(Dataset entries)
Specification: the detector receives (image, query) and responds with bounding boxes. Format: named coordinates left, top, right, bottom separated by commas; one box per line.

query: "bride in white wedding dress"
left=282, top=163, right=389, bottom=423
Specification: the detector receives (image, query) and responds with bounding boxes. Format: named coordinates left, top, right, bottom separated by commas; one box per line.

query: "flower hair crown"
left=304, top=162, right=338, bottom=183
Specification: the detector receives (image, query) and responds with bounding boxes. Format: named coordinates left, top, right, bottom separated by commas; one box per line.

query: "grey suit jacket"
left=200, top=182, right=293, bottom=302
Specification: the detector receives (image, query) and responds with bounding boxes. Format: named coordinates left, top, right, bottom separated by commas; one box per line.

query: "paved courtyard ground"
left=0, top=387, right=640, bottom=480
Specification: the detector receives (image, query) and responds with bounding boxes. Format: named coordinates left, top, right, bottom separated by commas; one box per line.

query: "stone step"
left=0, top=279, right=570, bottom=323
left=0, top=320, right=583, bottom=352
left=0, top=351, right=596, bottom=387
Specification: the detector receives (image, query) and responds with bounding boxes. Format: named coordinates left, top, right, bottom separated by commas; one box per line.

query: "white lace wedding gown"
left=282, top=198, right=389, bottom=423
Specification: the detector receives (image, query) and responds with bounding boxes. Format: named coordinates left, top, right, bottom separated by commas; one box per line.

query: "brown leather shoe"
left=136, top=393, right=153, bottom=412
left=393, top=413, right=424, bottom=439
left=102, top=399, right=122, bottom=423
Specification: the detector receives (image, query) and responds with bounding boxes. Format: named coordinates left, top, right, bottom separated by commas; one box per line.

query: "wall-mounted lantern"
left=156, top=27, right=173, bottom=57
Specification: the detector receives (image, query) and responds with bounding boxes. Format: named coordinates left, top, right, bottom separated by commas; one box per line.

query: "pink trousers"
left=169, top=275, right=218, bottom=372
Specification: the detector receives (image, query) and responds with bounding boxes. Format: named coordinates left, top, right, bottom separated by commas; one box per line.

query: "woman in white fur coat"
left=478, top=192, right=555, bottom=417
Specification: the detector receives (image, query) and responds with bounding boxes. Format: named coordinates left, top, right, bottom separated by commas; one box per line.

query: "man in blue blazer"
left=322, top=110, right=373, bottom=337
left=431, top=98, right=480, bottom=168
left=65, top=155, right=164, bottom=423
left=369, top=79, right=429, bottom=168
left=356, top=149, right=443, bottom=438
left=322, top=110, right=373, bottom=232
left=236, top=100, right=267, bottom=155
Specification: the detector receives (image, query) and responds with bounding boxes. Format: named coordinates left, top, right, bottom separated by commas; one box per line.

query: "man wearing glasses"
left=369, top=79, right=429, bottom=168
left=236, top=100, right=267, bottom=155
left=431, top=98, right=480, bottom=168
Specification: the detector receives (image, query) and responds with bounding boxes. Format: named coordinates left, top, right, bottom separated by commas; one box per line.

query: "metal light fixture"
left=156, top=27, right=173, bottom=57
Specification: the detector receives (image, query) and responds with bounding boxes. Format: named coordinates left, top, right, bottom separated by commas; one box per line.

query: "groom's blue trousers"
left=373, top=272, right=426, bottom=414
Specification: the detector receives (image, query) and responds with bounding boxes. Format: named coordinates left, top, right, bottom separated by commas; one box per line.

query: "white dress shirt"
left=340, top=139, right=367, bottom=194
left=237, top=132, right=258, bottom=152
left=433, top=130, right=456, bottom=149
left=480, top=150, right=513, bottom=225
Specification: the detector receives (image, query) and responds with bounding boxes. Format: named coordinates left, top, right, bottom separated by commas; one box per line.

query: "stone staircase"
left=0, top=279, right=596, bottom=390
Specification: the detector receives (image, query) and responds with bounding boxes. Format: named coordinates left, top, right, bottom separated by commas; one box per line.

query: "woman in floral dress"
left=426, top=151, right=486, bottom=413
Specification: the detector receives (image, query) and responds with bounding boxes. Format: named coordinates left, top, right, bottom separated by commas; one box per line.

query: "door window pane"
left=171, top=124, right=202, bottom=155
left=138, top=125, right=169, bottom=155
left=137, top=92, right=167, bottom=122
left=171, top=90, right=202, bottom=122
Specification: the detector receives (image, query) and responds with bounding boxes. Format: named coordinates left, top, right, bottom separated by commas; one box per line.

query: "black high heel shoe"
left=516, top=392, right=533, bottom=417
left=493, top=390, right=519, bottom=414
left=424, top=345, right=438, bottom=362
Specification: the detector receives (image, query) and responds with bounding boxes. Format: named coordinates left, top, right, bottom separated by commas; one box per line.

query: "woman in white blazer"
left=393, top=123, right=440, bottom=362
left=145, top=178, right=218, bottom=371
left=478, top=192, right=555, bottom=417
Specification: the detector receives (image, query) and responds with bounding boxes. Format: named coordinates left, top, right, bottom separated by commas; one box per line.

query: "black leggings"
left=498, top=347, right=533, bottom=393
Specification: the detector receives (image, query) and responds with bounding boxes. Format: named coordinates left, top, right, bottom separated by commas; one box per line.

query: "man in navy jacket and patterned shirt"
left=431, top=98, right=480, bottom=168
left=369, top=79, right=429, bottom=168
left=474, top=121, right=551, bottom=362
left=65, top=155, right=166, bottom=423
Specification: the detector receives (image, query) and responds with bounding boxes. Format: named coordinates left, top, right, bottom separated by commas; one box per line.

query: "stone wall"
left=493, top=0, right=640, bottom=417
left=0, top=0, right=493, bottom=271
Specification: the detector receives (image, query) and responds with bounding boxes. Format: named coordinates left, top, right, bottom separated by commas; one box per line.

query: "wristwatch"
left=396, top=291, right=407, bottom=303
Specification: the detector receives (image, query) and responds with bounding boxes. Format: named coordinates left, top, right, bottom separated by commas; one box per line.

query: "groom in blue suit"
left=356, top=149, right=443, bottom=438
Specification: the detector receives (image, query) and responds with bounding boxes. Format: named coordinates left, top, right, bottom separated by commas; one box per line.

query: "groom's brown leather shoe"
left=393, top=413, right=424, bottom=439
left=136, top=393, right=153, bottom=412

==

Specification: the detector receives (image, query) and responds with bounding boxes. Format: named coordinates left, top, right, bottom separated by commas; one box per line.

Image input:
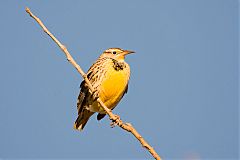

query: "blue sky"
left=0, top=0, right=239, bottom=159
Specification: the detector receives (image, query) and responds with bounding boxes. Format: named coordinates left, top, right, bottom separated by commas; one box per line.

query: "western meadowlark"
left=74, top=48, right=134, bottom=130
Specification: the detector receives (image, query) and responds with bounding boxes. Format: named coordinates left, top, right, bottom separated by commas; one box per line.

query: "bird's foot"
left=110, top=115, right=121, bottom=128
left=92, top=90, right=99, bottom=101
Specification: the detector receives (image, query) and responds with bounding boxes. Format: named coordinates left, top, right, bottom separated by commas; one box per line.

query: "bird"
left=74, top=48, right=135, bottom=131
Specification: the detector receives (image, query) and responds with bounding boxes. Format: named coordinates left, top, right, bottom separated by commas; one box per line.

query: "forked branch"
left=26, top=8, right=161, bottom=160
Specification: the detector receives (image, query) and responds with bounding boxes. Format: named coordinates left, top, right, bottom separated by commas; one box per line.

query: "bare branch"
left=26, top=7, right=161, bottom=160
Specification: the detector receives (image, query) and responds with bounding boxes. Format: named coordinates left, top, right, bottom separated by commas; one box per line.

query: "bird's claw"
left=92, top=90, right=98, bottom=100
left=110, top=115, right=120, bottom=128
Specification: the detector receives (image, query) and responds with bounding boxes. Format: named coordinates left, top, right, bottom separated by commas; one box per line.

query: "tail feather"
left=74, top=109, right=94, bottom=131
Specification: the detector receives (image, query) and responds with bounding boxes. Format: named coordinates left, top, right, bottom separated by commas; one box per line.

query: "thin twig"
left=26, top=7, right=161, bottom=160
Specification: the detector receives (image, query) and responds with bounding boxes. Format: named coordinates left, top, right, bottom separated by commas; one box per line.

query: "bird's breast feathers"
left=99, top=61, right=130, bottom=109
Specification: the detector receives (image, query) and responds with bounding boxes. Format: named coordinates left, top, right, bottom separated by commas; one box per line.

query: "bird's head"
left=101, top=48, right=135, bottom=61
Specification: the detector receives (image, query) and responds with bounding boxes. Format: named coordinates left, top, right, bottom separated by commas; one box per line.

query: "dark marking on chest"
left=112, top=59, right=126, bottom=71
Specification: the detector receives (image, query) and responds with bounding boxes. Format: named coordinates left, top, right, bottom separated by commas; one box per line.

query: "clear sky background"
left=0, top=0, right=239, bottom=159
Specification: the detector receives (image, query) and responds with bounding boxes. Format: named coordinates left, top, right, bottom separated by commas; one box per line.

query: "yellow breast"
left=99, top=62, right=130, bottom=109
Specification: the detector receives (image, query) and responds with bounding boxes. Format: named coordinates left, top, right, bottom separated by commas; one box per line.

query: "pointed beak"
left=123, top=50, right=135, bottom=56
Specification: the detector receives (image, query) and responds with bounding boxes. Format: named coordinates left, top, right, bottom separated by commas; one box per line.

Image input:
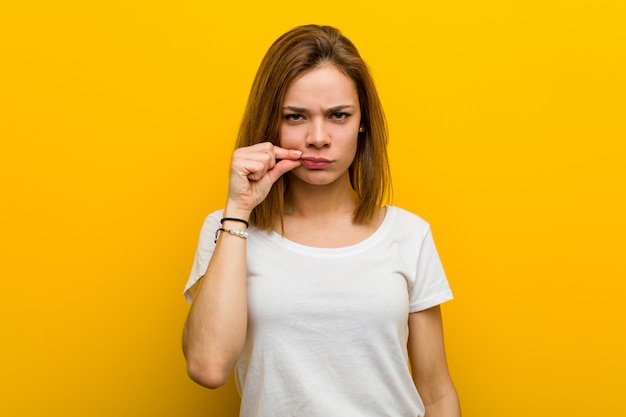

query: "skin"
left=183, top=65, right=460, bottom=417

> Brief: Pick out and copy every line of the material that contains the word "white".

> Answer:
query: "bride in white wedding dress"
query: "white lace wedding gown"
query: "woman in white fur coat"
query: "white dress shirt"
query: "woman in white blazer"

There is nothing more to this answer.